» **O QUE PRODUZIR**: Por favor, reproduza fielmente as linhas abaixo, desde o início até a linha que contém "[132,234,632,589]", incluindo essa última.

» **MATERIAL FORNECIDO**:
============================================================
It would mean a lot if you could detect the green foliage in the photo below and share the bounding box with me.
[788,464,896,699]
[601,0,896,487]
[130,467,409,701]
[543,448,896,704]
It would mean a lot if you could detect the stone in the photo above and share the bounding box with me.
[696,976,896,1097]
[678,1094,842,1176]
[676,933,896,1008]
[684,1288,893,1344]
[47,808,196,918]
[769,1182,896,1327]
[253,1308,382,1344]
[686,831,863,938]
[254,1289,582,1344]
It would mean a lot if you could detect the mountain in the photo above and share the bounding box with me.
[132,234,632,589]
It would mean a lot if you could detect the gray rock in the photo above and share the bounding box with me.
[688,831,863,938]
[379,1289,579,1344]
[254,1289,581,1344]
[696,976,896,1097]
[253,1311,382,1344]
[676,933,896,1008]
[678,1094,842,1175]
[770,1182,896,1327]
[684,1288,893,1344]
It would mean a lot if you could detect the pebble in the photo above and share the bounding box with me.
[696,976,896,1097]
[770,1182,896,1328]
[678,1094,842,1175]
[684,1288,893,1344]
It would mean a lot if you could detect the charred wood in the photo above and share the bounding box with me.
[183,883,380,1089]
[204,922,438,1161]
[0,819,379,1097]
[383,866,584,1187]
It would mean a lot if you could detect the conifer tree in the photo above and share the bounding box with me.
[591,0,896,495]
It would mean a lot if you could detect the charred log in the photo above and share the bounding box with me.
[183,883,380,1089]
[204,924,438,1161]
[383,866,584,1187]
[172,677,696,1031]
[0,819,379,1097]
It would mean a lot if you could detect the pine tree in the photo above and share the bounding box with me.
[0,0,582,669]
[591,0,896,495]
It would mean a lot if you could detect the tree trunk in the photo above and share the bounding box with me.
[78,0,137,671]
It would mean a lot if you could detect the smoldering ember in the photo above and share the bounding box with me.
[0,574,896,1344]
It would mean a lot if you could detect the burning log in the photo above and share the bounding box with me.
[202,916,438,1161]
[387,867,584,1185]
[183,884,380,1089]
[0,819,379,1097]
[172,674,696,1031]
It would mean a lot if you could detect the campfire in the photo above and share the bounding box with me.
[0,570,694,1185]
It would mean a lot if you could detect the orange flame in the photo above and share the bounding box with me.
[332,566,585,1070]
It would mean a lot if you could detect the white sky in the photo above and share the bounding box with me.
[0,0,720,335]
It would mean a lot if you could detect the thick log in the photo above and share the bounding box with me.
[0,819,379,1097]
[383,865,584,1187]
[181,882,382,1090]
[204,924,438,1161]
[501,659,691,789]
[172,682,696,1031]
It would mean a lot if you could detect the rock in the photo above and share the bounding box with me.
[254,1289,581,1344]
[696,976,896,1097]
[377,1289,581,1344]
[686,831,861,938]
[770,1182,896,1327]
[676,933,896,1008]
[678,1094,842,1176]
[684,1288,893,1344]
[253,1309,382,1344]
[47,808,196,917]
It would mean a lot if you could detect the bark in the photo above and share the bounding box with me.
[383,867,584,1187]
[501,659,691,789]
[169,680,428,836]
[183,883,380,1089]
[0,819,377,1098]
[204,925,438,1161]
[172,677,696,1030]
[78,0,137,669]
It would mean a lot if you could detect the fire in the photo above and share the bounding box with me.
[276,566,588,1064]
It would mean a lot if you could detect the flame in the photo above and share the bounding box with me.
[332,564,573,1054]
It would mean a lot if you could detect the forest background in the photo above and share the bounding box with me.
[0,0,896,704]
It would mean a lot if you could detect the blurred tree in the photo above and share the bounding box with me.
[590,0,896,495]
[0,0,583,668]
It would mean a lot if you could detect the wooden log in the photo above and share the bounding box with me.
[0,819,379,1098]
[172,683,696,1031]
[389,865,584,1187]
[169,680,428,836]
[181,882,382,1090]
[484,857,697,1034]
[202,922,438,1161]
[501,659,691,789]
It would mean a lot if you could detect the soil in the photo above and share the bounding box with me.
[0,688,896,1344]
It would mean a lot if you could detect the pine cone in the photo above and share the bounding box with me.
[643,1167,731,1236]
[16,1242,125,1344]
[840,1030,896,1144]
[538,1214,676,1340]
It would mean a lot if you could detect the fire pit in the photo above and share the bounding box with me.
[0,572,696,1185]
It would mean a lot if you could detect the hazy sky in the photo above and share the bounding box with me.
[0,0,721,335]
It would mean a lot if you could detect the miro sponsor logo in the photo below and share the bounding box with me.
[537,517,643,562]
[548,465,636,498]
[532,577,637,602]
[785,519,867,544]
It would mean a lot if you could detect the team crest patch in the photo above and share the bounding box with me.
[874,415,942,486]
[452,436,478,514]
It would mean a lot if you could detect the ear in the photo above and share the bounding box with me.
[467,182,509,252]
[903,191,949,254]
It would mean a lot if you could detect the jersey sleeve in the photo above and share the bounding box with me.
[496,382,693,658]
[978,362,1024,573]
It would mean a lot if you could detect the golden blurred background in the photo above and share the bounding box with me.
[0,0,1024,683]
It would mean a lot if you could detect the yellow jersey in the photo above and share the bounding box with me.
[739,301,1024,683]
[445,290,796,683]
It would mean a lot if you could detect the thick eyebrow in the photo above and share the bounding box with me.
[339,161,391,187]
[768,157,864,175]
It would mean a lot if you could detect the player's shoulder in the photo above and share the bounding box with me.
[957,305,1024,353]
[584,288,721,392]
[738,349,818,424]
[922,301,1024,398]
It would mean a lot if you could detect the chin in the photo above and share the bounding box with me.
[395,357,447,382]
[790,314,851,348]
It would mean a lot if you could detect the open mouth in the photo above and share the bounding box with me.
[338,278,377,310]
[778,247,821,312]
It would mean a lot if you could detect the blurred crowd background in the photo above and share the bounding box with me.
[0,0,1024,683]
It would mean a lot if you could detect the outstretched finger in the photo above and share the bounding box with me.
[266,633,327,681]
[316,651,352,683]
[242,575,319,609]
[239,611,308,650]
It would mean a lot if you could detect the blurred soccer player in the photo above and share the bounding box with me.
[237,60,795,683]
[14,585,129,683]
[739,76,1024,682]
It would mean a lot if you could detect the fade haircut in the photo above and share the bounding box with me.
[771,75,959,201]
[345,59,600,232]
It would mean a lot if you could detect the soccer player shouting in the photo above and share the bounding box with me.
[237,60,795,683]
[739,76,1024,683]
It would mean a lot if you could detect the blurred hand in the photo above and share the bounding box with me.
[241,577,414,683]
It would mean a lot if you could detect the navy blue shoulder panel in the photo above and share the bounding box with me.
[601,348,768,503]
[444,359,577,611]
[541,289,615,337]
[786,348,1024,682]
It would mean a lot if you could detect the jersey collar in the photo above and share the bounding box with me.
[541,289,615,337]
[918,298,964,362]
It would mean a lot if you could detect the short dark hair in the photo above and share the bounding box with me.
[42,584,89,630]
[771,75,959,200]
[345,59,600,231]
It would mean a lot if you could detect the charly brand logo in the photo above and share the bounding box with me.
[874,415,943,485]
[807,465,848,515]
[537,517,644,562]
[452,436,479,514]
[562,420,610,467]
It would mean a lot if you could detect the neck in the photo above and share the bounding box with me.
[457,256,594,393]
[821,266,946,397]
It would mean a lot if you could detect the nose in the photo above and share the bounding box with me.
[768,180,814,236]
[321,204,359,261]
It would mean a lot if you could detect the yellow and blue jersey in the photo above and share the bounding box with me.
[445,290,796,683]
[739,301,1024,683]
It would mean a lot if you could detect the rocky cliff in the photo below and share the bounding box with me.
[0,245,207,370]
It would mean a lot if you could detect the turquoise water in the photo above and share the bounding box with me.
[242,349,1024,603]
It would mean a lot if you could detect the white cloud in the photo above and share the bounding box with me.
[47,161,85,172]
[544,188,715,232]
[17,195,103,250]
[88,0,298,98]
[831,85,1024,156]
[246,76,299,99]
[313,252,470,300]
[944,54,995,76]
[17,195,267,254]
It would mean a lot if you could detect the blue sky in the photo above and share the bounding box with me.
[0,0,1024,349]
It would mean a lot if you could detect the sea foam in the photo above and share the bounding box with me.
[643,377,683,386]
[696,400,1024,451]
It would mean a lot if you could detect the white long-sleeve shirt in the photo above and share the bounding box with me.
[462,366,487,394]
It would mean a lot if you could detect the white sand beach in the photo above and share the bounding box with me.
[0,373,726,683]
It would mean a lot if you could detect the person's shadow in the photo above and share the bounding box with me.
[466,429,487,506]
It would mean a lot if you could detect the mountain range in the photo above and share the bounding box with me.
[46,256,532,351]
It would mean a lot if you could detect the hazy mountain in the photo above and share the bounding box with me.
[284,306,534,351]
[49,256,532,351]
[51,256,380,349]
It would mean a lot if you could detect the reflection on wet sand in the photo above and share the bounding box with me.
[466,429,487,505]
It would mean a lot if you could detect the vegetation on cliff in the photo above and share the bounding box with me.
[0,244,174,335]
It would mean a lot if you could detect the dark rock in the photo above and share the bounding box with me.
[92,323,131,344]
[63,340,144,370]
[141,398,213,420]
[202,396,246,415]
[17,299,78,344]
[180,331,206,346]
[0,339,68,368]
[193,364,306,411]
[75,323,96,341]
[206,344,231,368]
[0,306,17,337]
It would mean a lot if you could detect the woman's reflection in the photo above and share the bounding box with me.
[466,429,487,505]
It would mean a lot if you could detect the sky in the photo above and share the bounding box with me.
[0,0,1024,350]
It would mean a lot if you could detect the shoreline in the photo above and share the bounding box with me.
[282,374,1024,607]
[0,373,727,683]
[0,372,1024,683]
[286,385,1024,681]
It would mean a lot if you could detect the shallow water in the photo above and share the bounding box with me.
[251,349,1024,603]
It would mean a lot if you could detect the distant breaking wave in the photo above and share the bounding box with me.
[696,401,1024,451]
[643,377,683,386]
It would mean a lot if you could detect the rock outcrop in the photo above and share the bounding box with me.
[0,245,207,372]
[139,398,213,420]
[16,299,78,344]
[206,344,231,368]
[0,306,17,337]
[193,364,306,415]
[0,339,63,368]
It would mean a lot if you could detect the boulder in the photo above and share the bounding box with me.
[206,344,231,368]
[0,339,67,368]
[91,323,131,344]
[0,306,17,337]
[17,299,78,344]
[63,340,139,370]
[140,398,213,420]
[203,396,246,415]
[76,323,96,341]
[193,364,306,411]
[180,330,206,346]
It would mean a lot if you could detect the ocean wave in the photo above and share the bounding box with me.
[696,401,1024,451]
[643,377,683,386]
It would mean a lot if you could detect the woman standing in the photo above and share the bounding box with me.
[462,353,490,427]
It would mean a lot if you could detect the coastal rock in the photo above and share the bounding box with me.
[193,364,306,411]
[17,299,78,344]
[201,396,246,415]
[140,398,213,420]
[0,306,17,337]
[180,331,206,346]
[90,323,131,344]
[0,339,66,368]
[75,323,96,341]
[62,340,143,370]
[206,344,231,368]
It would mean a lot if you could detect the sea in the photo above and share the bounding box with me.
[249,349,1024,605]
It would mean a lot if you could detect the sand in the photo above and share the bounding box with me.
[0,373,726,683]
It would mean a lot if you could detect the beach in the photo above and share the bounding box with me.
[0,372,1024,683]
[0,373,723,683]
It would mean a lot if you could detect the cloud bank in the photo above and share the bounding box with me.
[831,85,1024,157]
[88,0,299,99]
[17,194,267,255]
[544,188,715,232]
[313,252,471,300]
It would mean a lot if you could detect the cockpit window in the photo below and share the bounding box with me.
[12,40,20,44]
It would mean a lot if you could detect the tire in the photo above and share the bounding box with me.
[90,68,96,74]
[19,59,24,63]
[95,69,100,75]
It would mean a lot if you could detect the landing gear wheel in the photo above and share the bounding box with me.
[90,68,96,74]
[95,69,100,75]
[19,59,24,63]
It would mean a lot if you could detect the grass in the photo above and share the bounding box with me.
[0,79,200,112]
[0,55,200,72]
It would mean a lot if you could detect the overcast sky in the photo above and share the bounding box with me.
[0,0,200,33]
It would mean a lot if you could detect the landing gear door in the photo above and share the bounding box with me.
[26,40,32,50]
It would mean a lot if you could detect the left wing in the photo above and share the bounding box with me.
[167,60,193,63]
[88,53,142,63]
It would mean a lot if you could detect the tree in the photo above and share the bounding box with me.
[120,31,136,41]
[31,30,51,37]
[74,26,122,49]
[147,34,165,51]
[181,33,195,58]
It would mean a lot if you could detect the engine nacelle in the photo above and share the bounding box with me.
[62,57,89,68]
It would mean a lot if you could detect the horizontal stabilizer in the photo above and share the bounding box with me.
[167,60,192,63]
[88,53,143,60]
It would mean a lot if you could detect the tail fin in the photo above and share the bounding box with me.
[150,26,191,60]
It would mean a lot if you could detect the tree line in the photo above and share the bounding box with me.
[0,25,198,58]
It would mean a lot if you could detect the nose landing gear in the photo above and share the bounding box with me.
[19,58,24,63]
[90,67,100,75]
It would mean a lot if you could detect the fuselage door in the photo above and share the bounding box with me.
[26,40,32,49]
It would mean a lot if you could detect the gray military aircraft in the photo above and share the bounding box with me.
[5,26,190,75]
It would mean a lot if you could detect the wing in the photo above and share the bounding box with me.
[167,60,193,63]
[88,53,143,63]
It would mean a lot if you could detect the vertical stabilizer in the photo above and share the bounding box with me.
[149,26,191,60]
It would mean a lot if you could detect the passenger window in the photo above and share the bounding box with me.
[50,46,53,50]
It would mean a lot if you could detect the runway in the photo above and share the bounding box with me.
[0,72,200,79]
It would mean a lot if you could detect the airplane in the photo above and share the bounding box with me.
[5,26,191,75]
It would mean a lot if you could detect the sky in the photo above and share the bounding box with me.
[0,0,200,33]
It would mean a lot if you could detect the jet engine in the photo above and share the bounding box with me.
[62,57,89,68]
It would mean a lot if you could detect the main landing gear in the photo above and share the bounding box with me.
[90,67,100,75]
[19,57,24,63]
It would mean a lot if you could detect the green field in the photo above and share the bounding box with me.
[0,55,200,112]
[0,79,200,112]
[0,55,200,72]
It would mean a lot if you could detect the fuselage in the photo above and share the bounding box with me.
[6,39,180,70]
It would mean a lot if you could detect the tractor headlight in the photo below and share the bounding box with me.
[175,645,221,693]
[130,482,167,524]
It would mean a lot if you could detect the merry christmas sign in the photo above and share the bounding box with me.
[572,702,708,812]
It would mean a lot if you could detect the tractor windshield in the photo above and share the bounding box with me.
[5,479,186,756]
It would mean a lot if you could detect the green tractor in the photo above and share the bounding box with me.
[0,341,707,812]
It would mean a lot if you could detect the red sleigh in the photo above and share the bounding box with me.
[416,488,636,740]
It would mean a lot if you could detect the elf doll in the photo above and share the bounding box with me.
============================================================
» **RESULTADO**:
It would mean a lot if you could detect the green foliage in the photo below and share the bounding box with me.
[788,464,896,699]
[601,0,896,487]
[130,467,409,701]
[543,448,896,704]
It would mean a lot if you could detect the stone in the photo above and share the bounding box with me.
[696,976,896,1097]
[678,1094,842,1176]
[676,933,896,1008]
[684,1288,893,1344]
[47,808,196,918]
[769,1182,896,1327]
[253,1308,382,1344]
[686,831,863,938]
[254,1289,582,1344]
It would mean a lot if you could detect the mountain in the photo above and share the bounding box with me.
[132,234,632,589]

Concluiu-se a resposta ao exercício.